**Source passage:**
========================================================================

A duplex PCR assay has been validated for the identification of N. seriolae in largemouth bass. This study found the head kidney as the most reliable tissues for early molecular detection of infection before extensive granuloma formation became apparent histologically.

== Aquaculture ==
Nocardia seriolae is regarded as an important aquaculture pathogen in regions with intensive marine and freshwater fish production, particularly in Malaysia, China, Singapore, Vietnam, and Indonesia. The disease has been associated with severe economic losses due to mortality, reduced growth rates, and treatment costs. An estimated 260 tonnes of cultured yellowtail were lost in 1989 as a result of disease outbreaks. N. seriolae infection in farmed fish have a morbidity rate between 15 and 30%. In some instances, it can be as high as 60%, and the mortality rate in experimentally induced models can reach 90-100%.

Nocardia seriolae has been isolated from a variety of farmed fish including yellowtail, orange-spotted grouper (Epinephelus coioides), Northern snakehead (Channa argus), Japanese eel (Anguilla japonica), snubnose pompano (Trachinotus blochii), spotted scat (Scatophagus argus), Jade perch (Scortum barcoo), spotted sea bass (Lateolabrax maculatus),

=== Signs and symptoms ===
Infected fish may present with skin ulcerations and white nodules in visceral organs.

=== Treatment ===
Treatment of N. seriolae infection in fish is difficult due to the chronic intracellular nature of the pathogen. Early diagnosis of the disease is difficult due to its insidious onset and minimal external signs of infection in the early stages of the disease.

Antimicrobials including tetracyclines, sulfonamides, and β-lactam antibiotics have been used in aquaculture settings with variable success.

Several Chinese herbal medicines have been demonstrated experimentally to have antibacterial effects on N. seriolae. In experimental infections of largemouth bass, Chinese sumac (Rhus chinensis) and Chinese skullcap (Scutellaria baicalensis) demonstrated antibacterial properties against N. seriolae.

=== Prevention ===
Preventative measures primarily focus on biosecurity, reduction of stocking stress, surveillance of broodstock and fingerlings, rapid removal of infected fish, and molecular monitoring of outbreak strains.

Genomic selection and selective breeding has been experimentally demonstrated to improve resistance to N. seriolae infection in spotted sea bass.

Probiotics are also being researched as an alternative preventative measure against nocardiosis. A study found that the bacterium Bacillus amyloliquefaciens has antibacterial activity against N. seriolae infection and that colonization may be protective against the N. seriolae.

========================================================================

**Supplied material:**
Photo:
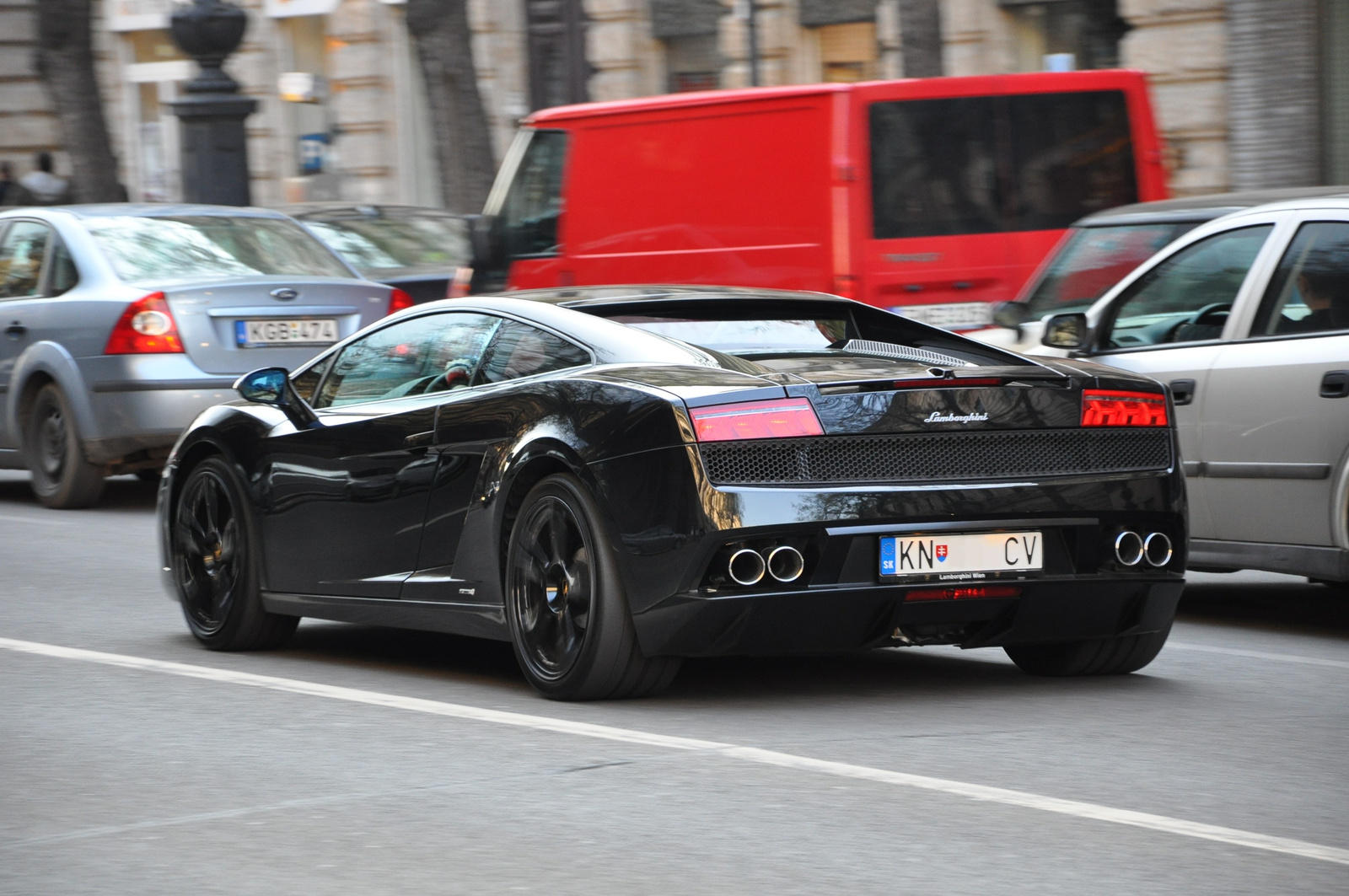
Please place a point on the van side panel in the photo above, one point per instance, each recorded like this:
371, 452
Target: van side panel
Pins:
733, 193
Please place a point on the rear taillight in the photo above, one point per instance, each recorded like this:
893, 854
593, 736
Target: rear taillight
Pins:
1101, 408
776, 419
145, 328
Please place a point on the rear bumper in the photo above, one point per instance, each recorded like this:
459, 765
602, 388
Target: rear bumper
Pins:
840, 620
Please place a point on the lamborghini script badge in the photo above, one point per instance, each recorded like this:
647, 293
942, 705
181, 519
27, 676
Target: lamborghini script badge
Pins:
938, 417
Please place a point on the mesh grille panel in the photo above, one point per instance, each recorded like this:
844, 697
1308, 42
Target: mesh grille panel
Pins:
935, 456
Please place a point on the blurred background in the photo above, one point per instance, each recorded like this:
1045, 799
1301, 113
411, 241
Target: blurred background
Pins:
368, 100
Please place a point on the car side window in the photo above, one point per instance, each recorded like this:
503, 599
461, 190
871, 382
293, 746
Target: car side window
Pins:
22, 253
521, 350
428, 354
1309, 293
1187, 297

========================================================================

List every country that the text on Nocardia seriolae names as a place where the bacterium is regarded as an important aquaculture pathogen.

Malaysia, China, Singapore, Vietnam, and Indonesia.